- [Problem requirements]: The entries are to be given again in full. Every word must match.

[[ Record extracts open ]]

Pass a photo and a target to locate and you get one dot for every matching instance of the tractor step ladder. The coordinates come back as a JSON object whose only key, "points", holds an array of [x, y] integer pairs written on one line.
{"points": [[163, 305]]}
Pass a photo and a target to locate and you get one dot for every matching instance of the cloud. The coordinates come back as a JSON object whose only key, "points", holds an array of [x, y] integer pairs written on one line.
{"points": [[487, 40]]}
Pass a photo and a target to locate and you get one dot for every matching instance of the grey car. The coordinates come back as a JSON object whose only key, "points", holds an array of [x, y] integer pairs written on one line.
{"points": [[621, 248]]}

[[ Record extracts closed ]]

- [Worked solution]:
Pass a photo and a target to locate and you get one dot for every matching instance of the tractor step ladder. The coordinates come back as a JSON object whose only key, "points", holds an array of [x, y] integer pairs written on one line.
{"points": [[163, 305]]}
Pass a photo and a target to locate and you get one dot for every matching instance of the cloud. The coordinates come back as a JSON object whose only key, "points", holds an array of [x, y] integer pairs written on one line.
{"points": [[487, 40]]}
Pass a photo and a target to locate and you get one dot for every matching instance of the grey car. The coordinates come back as a JSON object whose only key, "points", holds an array of [x, y] integer pairs written on one line.
{"points": [[621, 248]]}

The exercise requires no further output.